_AIM OF THE EXERCISE_. Every line below between the one holding "Task: for the" and the one holding "box: [372, 165, 397, 240]", inclusive, should be copied exactly, and no other line.

DATASET RECORDS below:

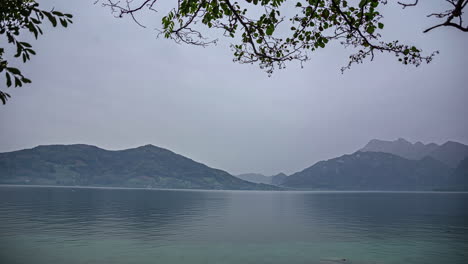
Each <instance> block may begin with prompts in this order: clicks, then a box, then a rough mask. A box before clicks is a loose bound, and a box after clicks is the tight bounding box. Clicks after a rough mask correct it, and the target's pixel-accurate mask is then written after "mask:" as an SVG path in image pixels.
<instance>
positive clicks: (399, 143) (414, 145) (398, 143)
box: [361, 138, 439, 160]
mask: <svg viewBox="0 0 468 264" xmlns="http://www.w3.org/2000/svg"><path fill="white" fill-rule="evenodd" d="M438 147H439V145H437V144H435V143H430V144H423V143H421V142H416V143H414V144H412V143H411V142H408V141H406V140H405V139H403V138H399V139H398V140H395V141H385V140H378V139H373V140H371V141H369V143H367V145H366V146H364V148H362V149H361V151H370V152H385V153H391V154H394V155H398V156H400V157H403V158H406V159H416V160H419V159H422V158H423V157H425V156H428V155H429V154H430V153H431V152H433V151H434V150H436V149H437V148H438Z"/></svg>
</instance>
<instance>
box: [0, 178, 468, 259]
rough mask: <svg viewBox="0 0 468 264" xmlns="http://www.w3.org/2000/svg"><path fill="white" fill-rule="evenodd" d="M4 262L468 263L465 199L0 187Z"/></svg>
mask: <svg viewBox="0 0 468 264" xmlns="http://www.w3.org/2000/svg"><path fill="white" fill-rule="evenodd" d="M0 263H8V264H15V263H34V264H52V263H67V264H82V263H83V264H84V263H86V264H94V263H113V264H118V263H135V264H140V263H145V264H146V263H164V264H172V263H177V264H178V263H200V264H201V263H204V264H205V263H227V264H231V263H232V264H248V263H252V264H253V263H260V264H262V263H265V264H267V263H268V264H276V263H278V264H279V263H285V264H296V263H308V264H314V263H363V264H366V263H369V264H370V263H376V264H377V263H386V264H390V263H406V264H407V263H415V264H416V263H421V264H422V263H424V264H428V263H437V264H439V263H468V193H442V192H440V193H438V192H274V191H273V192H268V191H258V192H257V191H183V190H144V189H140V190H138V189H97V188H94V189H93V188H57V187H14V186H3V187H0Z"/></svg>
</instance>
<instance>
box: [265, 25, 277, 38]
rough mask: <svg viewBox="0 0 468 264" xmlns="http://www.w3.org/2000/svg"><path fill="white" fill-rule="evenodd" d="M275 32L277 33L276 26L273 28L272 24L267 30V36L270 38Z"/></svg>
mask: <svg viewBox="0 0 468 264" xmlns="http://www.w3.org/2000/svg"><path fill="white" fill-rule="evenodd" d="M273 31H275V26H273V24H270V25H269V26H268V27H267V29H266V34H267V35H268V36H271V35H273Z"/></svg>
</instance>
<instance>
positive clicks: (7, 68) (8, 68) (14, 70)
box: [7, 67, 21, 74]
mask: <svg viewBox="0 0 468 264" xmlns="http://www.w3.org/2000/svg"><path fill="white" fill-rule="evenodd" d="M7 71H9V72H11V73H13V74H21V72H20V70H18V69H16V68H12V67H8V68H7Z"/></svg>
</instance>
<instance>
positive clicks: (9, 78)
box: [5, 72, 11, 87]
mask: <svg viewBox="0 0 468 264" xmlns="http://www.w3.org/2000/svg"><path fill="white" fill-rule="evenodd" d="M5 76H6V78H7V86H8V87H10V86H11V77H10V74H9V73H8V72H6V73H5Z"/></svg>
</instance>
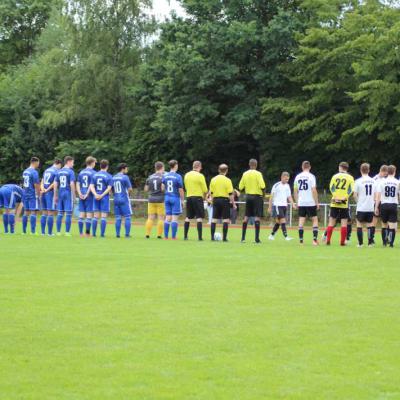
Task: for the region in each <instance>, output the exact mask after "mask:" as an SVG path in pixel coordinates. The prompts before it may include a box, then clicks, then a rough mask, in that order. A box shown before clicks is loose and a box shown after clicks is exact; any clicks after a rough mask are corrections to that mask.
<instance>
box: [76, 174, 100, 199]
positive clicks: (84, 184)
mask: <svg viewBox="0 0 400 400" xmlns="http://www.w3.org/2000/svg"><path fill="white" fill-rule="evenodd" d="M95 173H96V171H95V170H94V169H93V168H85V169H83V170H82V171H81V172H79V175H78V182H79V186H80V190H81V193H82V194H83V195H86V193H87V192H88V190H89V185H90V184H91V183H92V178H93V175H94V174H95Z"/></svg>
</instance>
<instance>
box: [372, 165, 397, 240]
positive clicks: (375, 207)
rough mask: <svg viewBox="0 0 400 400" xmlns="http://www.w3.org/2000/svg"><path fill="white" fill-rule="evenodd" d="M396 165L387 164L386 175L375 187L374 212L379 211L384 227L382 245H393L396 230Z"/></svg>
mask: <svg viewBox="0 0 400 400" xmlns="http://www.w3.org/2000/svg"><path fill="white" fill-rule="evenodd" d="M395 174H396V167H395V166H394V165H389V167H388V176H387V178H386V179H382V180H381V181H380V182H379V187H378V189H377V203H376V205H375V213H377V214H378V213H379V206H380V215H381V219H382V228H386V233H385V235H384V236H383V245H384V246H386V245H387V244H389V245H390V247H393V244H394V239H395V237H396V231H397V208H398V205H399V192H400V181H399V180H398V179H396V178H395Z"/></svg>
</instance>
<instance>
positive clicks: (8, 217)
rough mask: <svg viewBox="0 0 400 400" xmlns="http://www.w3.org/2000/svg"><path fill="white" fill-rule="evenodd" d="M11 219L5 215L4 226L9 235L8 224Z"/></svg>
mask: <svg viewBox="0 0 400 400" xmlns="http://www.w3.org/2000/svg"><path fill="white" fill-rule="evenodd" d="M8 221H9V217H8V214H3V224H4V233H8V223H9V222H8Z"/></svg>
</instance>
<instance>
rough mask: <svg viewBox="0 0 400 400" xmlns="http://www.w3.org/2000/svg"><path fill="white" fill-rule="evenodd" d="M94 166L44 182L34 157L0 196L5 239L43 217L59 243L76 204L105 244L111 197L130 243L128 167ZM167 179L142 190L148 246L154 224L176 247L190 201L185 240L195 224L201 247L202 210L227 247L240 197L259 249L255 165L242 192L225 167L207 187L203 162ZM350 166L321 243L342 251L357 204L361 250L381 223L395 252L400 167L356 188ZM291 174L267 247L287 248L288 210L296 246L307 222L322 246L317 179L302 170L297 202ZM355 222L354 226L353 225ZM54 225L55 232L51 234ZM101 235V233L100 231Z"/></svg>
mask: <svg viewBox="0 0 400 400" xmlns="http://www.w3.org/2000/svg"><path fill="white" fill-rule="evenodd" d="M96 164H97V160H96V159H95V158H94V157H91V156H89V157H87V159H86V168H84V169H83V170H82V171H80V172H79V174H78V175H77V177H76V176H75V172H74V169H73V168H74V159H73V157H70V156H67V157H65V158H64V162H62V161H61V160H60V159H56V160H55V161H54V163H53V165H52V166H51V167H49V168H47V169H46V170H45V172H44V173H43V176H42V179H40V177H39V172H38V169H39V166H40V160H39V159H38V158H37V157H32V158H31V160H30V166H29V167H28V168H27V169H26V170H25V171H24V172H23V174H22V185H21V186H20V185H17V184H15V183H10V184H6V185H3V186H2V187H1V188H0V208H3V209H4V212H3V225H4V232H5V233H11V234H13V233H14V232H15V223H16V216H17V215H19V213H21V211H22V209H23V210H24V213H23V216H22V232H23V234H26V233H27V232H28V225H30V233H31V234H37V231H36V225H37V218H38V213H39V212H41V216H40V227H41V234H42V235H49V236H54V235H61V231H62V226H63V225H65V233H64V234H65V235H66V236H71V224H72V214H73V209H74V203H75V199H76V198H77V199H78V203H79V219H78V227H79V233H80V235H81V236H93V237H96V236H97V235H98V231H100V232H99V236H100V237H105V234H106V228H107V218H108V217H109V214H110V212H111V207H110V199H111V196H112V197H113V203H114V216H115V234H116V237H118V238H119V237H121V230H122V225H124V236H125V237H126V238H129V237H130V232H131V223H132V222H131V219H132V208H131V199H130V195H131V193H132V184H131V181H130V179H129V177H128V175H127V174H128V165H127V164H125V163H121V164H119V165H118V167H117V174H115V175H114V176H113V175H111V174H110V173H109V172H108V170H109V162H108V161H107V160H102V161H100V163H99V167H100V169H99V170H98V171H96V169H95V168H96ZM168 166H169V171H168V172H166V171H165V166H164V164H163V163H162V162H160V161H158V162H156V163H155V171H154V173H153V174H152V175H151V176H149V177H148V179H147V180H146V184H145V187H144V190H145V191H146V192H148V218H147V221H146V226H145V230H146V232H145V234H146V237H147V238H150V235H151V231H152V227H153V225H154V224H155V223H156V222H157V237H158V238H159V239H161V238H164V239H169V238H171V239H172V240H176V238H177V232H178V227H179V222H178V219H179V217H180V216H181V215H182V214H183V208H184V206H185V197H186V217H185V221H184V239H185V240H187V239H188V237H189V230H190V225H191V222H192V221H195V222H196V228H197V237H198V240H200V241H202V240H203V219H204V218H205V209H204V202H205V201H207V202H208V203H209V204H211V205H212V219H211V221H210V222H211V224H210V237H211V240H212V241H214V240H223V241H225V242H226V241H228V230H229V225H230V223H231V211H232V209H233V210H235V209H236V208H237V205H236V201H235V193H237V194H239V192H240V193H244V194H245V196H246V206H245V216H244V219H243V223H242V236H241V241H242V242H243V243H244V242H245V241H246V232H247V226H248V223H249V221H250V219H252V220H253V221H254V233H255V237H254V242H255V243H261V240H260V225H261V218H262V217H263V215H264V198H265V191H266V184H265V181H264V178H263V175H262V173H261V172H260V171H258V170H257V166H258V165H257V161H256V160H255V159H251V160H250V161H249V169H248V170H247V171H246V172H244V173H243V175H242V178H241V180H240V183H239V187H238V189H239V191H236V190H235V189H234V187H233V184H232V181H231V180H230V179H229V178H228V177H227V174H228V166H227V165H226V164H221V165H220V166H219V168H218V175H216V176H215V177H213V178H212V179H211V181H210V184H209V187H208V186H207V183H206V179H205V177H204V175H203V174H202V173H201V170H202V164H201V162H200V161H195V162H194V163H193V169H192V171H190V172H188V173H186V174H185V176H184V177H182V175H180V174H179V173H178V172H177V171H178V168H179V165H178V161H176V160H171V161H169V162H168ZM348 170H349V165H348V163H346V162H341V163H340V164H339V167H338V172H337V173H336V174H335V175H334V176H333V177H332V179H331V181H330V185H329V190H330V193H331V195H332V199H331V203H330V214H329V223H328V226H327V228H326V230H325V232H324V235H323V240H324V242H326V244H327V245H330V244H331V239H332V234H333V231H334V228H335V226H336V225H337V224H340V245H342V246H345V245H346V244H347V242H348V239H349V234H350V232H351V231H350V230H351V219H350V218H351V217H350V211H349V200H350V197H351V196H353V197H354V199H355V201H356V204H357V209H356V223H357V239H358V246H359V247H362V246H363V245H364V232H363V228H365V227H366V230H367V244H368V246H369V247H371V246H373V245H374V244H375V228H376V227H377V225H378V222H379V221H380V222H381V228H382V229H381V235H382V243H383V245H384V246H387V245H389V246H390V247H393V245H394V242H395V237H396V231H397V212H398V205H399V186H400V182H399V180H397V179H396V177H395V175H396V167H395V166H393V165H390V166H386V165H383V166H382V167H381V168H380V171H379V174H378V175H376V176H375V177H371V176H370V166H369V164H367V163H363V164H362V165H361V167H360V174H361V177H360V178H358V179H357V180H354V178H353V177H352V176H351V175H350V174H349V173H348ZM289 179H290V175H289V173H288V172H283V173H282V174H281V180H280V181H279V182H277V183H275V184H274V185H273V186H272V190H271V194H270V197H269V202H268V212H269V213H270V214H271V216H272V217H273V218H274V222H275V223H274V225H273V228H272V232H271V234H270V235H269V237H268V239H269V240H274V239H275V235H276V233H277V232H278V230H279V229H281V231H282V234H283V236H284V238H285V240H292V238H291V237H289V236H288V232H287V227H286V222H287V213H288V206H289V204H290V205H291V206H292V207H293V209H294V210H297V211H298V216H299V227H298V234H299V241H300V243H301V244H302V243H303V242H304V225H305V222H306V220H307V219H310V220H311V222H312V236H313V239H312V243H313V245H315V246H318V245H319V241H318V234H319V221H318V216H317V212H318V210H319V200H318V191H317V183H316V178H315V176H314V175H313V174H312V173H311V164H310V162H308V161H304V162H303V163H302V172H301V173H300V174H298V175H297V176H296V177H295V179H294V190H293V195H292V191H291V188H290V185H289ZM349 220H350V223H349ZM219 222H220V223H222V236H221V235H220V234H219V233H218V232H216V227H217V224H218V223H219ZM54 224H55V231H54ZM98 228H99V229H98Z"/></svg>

End of DATASET RECORDS.

_SOLUTION TO THIS EXERCISE_.
Task: for the region in each <instance>, output the exact mask after "mask:" as an SVG path in pixel coordinates. The prompts before it may include a box, then clicks, then a rough mask, in that order. A box shown before clicks is loose and a box shown after clicks is exact; any clicks after a rough mask are corrections to that mask.
<instance>
box: [76, 174, 100, 199]
positive clicks: (84, 184)
mask: <svg viewBox="0 0 400 400" xmlns="http://www.w3.org/2000/svg"><path fill="white" fill-rule="evenodd" d="M95 173H96V171H95V170H94V169H93V168H85V169H83V170H82V171H81V172H79V175H78V182H79V186H80V190H81V193H82V194H83V195H86V193H87V192H88V190H89V185H90V184H91V183H92V178H93V175H94V174H95Z"/></svg>
</instance>
<instance>
box: [372, 165, 397, 240]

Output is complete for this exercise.